◆ **What you are asked to do**: Count the lines in the items below that contain the word "mountain", treating uppercase and lowercase as different, and give only that number.

◆ **Exercise materials**:
## start

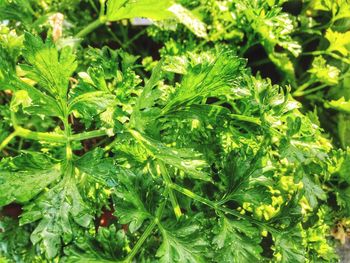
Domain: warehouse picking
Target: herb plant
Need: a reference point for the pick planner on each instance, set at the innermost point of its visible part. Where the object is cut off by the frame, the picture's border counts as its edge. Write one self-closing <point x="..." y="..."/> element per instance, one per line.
<point x="115" y="152"/>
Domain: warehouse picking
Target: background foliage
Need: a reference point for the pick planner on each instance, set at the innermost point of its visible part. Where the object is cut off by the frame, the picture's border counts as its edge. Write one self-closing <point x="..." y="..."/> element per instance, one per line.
<point x="219" y="132"/>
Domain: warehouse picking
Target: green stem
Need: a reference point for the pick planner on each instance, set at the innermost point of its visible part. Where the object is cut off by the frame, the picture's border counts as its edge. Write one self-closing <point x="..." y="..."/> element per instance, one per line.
<point x="141" y="240"/>
<point x="40" y="136"/>
<point x="217" y="207"/>
<point x="246" y="118"/>
<point x="7" y="140"/>
<point x="301" y="88"/>
<point x="307" y="92"/>
<point x="91" y="27"/>
<point x="87" y="135"/>
<point x="168" y="181"/>
<point x="67" y="130"/>
<point x="149" y="229"/>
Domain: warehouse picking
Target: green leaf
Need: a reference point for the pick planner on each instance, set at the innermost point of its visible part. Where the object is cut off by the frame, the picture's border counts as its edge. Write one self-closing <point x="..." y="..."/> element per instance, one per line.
<point x="187" y="18"/>
<point x="25" y="176"/>
<point x="60" y="210"/>
<point x="50" y="68"/>
<point x="187" y="160"/>
<point x="340" y="104"/>
<point x="99" y="168"/>
<point x="323" y="72"/>
<point x="130" y="196"/>
<point x="205" y="77"/>
<point x="182" y="242"/>
<point x="126" y="9"/>
<point x="237" y="241"/>
<point x="312" y="191"/>
<point x="99" y="101"/>
<point x="339" y="42"/>
<point x="289" y="247"/>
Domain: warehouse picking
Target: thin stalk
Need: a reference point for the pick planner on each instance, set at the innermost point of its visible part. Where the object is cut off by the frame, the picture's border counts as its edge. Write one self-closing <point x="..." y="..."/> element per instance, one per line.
<point x="246" y="118"/>
<point x="40" y="136"/>
<point x="7" y="140"/>
<point x="87" y="135"/>
<point x="141" y="240"/>
<point x="302" y="88"/>
<point x="217" y="207"/>
<point x="168" y="181"/>
<point x="307" y="92"/>
<point x="149" y="229"/>
<point x="91" y="27"/>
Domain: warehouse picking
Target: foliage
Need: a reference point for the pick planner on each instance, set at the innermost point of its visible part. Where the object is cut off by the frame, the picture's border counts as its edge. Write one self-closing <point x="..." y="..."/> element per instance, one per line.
<point x="189" y="155"/>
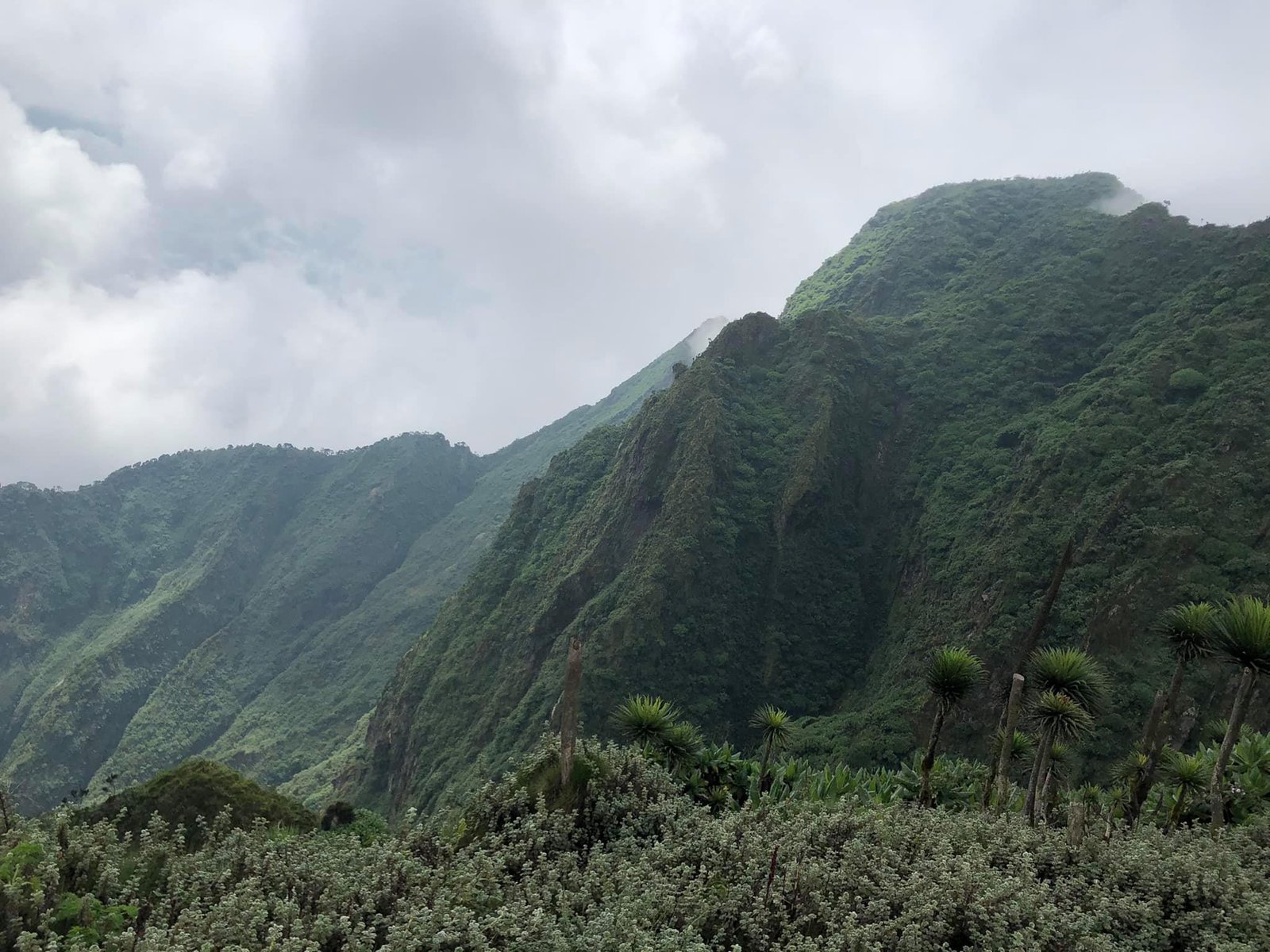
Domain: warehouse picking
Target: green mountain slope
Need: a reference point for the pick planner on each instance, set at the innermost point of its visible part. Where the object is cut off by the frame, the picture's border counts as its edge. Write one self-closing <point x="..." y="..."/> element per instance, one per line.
<point x="986" y="372"/>
<point x="245" y="603"/>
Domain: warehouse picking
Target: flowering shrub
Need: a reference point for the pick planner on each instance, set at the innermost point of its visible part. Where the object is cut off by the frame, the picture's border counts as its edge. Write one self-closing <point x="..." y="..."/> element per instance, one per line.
<point x="626" y="861"/>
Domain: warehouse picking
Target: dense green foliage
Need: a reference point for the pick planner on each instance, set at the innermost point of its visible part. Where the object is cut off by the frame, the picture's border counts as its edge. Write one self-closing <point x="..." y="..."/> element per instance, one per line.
<point x="198" y="789"/>
<point x="986" y="372"/>
<point x="244" y="603"/>
<point x="632" y="865"/>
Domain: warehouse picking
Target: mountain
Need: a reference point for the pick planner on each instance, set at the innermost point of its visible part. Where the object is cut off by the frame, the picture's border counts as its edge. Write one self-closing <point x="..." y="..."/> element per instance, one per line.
<point x="987" y="372"/>
<point x="245" y="603"/>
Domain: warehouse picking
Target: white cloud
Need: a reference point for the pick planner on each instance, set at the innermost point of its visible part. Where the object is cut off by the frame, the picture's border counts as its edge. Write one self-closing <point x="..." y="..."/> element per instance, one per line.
<point x="321" y="222"/>
<point x="60" y="207"/>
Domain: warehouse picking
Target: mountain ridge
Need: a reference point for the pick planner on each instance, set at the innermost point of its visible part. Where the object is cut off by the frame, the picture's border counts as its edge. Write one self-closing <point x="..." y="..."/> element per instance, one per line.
<point x="984" y="372"/>
<point x="205" y="602"/>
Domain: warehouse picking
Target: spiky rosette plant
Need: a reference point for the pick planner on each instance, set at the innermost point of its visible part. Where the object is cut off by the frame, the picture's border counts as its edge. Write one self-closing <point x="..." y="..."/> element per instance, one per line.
<point x="679" y="746"/>
<point x="1070" y="672"/>
<point x="645" y="720"/>
<point x="1185" y="776"/>
<point x="1187" y="630"/>
<point x="1060" y="719"/>
<point x="1242" y="638"/>
<point x="775" y="729"/>
<point x="952" y="674"/>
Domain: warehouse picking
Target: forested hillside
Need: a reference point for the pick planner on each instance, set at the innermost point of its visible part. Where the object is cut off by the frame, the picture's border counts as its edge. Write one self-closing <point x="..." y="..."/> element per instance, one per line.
<point x="987" y="374"/>
<point x="247" y="603"/>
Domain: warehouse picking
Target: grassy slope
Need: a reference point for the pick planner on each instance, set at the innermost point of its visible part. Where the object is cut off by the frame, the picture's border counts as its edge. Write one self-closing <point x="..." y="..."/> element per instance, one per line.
<point x="248" y="603"/>
<point x="982" y="374"/>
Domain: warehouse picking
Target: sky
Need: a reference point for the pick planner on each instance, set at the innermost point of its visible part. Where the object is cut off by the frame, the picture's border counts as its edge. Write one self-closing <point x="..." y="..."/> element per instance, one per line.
<point x="321" y="222"/>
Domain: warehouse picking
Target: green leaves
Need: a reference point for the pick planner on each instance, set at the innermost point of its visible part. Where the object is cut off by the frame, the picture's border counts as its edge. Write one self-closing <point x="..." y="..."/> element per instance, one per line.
<point x="1071" y="673"/>
<point x="1242" y="632"/>
<point x="1189" y="630"/>
<point x="1062" y="716"/>
<point x="774" y="724"/>
<point x="952" y="674"/>
<point x="645" y="719"/>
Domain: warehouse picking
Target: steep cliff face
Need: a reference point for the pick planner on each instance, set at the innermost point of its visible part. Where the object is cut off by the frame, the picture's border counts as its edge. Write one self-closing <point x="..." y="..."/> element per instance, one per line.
<point x="247" y="603"/>
<point x="984" y="374"/>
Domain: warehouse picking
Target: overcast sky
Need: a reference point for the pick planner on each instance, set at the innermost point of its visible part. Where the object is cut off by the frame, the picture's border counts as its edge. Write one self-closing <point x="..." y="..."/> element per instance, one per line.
<point x="323" y="222"/>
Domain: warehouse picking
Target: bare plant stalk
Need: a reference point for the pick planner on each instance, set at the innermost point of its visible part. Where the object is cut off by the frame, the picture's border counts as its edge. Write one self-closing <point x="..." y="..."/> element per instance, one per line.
<point x="1216" y="797"/>
<point x="569" y="710"/>
<point x="1075" y="824"/>
<point x="1014" y="708"/>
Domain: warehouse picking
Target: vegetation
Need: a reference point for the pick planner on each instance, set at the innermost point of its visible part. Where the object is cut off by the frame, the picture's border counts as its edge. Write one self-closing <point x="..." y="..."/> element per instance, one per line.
<point x="976" y="389"/>
<point x="952" y="674"/>
<point x="200" y="789"/>
<point x="635" y="865"/>
<point x="210" y="602"/>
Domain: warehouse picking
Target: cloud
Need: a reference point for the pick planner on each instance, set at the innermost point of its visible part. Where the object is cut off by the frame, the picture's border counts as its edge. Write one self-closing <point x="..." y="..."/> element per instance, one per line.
<point x="60" y="207"/>
<point x="323" y="222"/>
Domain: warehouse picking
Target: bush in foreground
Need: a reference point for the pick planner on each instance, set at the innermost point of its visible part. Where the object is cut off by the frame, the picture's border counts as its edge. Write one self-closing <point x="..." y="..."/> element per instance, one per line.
<point x="628" y="862"/>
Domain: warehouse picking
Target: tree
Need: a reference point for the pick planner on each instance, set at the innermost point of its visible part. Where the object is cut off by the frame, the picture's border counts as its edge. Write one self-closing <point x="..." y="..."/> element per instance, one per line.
<point x="1070" y="673"/>
<point x="776" y="730"/>
<point x="1006" y="752"/>
<point x="1060" y="719"/>
<point x="950" y="676"/>
<point x="1185" y="774"/>
<point x="1242" y="638"/>
<point x="1189" y="631"/>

## end

◆ **Response**: 3